_WORK TO DO_.
Copy out every line of the records below, requests included. Scale each point coordinate in the answers by 1.35 and round it to a whole number, rounding halves up.

─── SUPPLIED DATA

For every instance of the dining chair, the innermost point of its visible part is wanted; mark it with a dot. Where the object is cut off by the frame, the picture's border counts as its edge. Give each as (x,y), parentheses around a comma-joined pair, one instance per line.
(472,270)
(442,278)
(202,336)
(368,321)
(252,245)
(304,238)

──────

_WORKED SOLUTION_.
For every instance of the dining chair, the innermost point of its visible part is wanted; mark it with a dot. Where the object is cut off by the frame, the picture's border counts as its edge. Give each as (x,y), parentheses around a comma-joined pair, one instance per line.
(637,365)
(597,375)
(273,454)
(497,433)
(340,331)
(410,321)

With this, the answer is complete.